WHAT YOU WILL DO: Reproduce all entries precisely as they are written.

EXCERPTED DATA:
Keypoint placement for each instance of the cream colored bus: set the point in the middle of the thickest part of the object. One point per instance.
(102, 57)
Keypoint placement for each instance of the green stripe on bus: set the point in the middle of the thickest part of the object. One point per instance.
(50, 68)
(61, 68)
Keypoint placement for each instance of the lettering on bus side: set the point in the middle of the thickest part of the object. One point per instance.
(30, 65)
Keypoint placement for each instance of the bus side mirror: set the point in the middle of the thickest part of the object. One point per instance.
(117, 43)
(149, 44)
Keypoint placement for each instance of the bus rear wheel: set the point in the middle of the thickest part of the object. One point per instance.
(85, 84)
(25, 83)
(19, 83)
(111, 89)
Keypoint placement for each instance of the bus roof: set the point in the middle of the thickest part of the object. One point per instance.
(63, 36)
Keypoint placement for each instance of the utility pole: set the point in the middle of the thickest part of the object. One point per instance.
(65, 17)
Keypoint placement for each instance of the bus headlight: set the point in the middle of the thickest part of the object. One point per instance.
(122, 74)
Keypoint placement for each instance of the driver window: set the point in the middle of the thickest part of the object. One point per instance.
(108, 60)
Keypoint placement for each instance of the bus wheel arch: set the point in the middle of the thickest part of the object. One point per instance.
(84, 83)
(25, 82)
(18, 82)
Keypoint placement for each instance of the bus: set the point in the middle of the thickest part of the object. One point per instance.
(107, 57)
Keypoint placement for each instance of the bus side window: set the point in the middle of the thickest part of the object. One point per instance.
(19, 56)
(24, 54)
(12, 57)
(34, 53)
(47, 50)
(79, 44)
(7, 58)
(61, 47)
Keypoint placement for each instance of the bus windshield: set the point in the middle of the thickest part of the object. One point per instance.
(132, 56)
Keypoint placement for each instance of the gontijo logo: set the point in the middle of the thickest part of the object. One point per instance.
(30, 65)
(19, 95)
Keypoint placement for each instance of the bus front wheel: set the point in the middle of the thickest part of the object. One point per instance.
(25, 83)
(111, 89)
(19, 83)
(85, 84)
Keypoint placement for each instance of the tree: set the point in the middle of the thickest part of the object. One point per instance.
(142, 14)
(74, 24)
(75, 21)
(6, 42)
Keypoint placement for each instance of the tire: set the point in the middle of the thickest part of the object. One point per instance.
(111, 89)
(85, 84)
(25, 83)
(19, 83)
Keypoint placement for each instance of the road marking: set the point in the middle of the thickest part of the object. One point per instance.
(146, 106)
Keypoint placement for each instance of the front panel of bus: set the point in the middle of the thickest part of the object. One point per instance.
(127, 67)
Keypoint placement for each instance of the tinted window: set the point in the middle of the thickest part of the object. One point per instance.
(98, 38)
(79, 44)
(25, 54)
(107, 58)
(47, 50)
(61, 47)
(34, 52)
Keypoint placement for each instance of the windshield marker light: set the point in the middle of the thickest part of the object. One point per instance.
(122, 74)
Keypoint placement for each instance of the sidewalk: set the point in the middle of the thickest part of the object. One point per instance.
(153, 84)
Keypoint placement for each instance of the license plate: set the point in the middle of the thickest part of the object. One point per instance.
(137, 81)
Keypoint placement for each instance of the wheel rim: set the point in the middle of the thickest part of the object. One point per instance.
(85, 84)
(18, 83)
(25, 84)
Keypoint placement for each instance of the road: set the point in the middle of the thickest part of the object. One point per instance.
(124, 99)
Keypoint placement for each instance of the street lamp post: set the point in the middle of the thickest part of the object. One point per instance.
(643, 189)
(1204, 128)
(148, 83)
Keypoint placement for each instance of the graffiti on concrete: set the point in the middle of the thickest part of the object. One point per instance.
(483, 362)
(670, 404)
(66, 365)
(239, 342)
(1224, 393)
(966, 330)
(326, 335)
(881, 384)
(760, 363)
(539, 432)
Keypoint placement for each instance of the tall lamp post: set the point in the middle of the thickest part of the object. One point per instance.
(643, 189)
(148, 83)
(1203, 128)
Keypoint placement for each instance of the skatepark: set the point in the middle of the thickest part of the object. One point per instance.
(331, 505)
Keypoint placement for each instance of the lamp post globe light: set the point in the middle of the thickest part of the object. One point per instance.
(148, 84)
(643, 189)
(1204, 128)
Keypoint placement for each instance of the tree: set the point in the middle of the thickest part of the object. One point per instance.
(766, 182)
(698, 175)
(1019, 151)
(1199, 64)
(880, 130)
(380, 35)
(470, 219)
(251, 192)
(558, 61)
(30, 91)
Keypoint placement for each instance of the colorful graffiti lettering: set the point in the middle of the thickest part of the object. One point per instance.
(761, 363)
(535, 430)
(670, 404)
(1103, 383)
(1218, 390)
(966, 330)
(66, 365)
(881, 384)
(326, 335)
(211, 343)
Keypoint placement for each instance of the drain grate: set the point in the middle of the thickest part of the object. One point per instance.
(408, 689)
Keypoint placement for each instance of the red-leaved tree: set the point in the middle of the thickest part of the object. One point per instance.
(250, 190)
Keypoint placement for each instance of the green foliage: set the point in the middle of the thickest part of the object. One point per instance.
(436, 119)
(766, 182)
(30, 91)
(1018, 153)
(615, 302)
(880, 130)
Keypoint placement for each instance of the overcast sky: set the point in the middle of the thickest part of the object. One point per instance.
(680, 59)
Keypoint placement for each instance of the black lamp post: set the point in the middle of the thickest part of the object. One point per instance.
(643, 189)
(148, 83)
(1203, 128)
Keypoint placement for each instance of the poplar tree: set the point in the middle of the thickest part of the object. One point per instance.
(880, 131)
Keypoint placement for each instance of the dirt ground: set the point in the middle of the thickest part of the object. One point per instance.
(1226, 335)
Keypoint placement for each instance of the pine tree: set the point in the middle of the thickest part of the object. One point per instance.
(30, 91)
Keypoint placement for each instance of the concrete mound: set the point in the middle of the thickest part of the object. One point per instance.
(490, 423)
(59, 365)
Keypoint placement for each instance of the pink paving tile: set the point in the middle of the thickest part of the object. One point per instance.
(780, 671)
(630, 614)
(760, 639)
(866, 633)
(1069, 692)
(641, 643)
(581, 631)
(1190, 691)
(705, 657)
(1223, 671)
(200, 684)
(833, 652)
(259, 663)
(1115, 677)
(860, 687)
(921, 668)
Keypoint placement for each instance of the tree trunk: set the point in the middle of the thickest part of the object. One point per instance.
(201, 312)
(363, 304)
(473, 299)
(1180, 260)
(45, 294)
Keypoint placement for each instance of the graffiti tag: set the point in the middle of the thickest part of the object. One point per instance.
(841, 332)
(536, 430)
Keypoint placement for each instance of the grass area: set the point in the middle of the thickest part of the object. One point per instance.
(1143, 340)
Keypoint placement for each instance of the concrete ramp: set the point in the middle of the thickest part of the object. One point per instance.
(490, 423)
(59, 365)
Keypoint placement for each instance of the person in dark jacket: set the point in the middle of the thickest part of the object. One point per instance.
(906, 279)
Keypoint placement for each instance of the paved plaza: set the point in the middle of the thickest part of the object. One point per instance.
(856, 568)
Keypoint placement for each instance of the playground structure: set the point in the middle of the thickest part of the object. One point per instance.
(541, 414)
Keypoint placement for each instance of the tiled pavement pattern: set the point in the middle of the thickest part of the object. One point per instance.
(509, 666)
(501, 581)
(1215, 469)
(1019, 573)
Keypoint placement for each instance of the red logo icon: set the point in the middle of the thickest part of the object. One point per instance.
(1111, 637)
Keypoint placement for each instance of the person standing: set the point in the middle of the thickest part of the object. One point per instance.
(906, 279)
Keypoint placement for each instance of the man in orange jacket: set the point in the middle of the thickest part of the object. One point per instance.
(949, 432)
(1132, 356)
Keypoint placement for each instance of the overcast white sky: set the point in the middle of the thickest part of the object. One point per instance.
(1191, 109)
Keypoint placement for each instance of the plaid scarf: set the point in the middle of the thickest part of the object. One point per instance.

RESULT OF THIS TASK:
Keypoint placement for each instance of the cream colored bus: set the point in the middle of the thickest part of the object. One point per instance.
(102, 57)
Keypoint placement for each instance of the green stripe on bus: set the point in the middle of the thickest part of the object. One point per instance.
(50, 68)
(61, 68)
Keypoint placement for each instance of the lettering on bus side: set the point in the middle of the thickest part of the object. One point per instance.
(30, 65)
Keypoint placement for each instance of the bus side mirror: set the point in the middle of the thickest part of the object. One point per instance.
(117, 43)
(149, 44)
Keypoint placement for each instance of the bus rear wheel: set the point in the middle of the thickest part of the object. One point per instance.
(85, 84)
(25, 83)
(19, 83)
(111, 89)
Keypoint placement for each instance of the bus roof: set the point in the middle of the thickest part of the object. One point per instance.
(63, 36)
Keypoint placement for each instance of the utility pole: set the point in the middle of the thickest part of the object. One point per instance.
(65, 17)
Keypoint placement for each instance of the bus headlight: set the point in the middle of the thickest part of the object. One point per instance.
(122, 74)
Keypoint placement for each instance of the driver window: set the point in the middle of the thickest part of the object. One point per instance.
(108, 60)
Keypoint placement for each instance of the bus wheel arch: set the point in the middle of the thickest part of the object. One point per instance.
(84, 83)
(25, 82)
(18, 82)
Keypoint placement for each instance of the bus: set the point in the middle of the thickest part of the object. One point per instance.
(107, 57)
Keypoint placement for each instance of the bus side window: set the point in the middle of the thickest part of the object. One point per instance.
(19, 56)
(24, 54)
(12, 57)
(34, 53)
(47, 50)
(79, 44)
(7, 58)
(61, 47)
Keypoint placement for each instance of the bus windshield: set the point in the middle of the thickest part of the object. One point per instance.
(132, 56)
Keypoint placement for each instance of the gontijo logo: set the point in the middle of the thickest part of the object. One point per instance.
(30, 65)
(19, 95)
Keypoint placement for each instance of the bus front wheel: set the point in the middle of the thickest part of the object. One point per instance.
(25, 83)
(111, 89)
(19, 83)
(85, 84)
Keypoint placement for each instance of the tree: set the point in the middle of the thickest part of the object. One point per instance.
(142, 14)
(74, 24)
(75, 21)
(6, 42)
Keypoint placement for each instance of the tire: set the point in the middle of the thickest part of the object. One point per instance.
(111, 89)
(85, 84)
(25, 83)
(19, 83)
Keypoint placement for each instance of the road marking: set the point in the middle of the thickest part of the object. One point per instance.
(146, 106)
Keypoint placement for each instance of the front panel of bus: set the point in the middle of the thickest part of the object. One point per instance.
(127, 67)
Keypoint placement for each instance of the tinted window: set the point in the middle of the thickest part of the object. One point per instance.
(98, 38)
(79, 44)
(25, 54)
(107, 58)
(47, 50)
(61, 47)
(34, 52)
Keypoint placement for each instance of the windshield marker light: set the point in the middle of the thickest part of the object. One point per instance.
(122, 74)
Keypoint placement for each instance of the sidewalk: set the point in the middle of the thickest part of the object. One point per instance.
(153, 84)
Keypoint placement for each instance of the license plate: set the point in the middle of the thickest part of the object. One point per instance.
(137, 81)
Keypoint placement for each instance of the wheel rim: set the point in the middle of the thickest part of the object. One point per instance.
(85, 84)
(18, 83)
(25, 84)
Keypoint placement for each instance of the road: set the point in the middle of the thickest part of the object. One point per instance.
(124, 99)
Keypoint placement for each instance of the street lamp post: set the point in the middle of the thickest part of the object. One point per instance.
(643, 189)
(1204, 128)
(148, 83)
Keypoint placement for each instance of the graffiti on concrete: set the point in the middle of the thickest part of the object. One point per instance.
(483, 362)
(670, 404)
(66, 365)
(239, 342)
(1224, 393)
(966, 330)
(326, 335)
(881, 384)
(760, 363)
(539, 432)
Keypoint placement for each instance of the tall lamp post: set the point in the middle of the thickest part of the object. One point per instance.
(643, 189)
(148, 83)
(1203, 128)
Keypoint placement for each instance of the skatepark: set the point in the middle of the thickest part of the object. One point per instance.
(331, 505)
Keypoint placement for each instance of the lamp post globe light: set the point in the middle of the thickest part of the object. One point per instance.
(148, 84)
(643, 189)
(1204, 128)
Keypoint placement for each instance of the tree: set the point in the middle of the thickest part of the object. One point per instance.
(766, 182)
(698, 175)
(1019, 151)
(1199, 64)
(880, 130)
(380, 35)
(470, 219)
(251, 192)
(558, 61)
(30, 91)
Keypoint placement for each instance of the colorful graffiti lettering: set the point in the middle of the thickest part of the object. One point per instance.
(761, 363)
(535, 430)
(670, 404)
(1103, 383)
(1218, 390)
(966, 330)
(66, 365)
(881, 384)
(326, 335)
(211, 343)
Keypoint placement for each instance of the drain grate: set the point in the middle of the thickest part of the object. One point per instance.
(408, 689)
Keypoint placement for each instance of the red-leaved tree: set the point in the middle of the thickest part of the object. One point per instance.
(250, 190)
Keypoint placement for each instance of the green foliage: set the point in the middle of the thickest part of the object. One point per instance.
(436, 119)
(766, 182)
(30, 91)
(1018, 153)
(615, 302)
(880, 130)
Keypoint placement for each instance of the overcast sky: set the point in the middle of the thickest part of the object. One point per instance.
(680, 59)
Keypoint placement for each instance of the black lamp post: set the point in the middle of the thickest part of the object. One point per instance.
(643, 189)
(148, 83)
(1203, 128)
Keypoint placement for each instance of the poplar tree: set the point in the middle of the thickest part of the object. One point per instance.
(880, 131)
Keypoint placement for each instance of the dirt ground: set the point in the middle of the thickest part of the object. One point per instance.
(1226, 335)
Keypoint placement for each instance of the pine tree: set the point in the middle of the thickest part of the object. One point per instance.
(30, 91)
Keypoint placement for each instance of the concrete mound: set the point in the middle of the thickest part of the object. One point per instance.
(490, 423)
(59, 365)
Keypoint placement for each instance of the pink paving tile: set the point in the middle of the thickest part of the object. One point per instance.
(780, 671)
(630, 614)
(760, 639)
(866, 633)
(1069, 692)
(641, 643)
(581, 631)
(1190, 691)
(705, 657)
(1223, 671)
(200, 684)
(833, 652)
(259, 663)
(1115, 677)
(860, 687)
(921, 668)
Keypoint placement for each instance of the tree trunk: set the point in the middle of the thickest part of the object. One point per instance.
(201, 312)
(363, 304)
(473, 299)
(1180, 260)
(45, 294)
Keypoint placement for each instance of the graffiti tag: set the point in the middle of the thickest part of the object. One point per instance.
(841, 332)
(536, 430)
Keypoint placement for each instance of the grass area: set the point in the middle of the thickest part of the object. One point per instance.
(1143, 340)
Keypoint placement for each instance of the concrete ramp: set the point in the middle of the thickest part of the object. One point per instance.
(490, 423)
(59, 365)
Keypoint placement for each instance of the person in dark jacket: set the point in the middle of the thickest part of the object. One point per instance.
(906, 279)
Keypoint placement for each instance of the paved plaza: set the point in the middle of the thickest part of the object. One point per instance.
(856, 568)
Keypoint placement for each instance of the playground structure: set the point in the middle of the thickest part of the object. One point per instance.
(541, 414)
Keypoint placement for each instance of the tiled pavement pattern: set the point in the middle of the thickest part of the object. One point per instance.
(509, 666)
(501, 581)
(1215, 469)
(1019, 573)
Keypoint placement for each instance of the red logo icon: set the point in the middle of the thickest part of the object. One point per instance.
(1111, 637)
Keypoint placement for each instance of the person standing: set the point in the middle of the thickest part of the object. One point per instance.
(906, 279)
Keypoint placement for each instance of the man in orange jacket: set the point in the middle of the thickest part of the object. One point per instance.
(949, 432)
(1132, 356)
Keypoint placement for each instance of the overcast white sky: set the point in the middle of the thickest part of the object. One point per instance.
(1191, 109)
Keypoint placement for each instance of the plaid scarf: set the point in the middle of the thickest part of the object. One point per instance.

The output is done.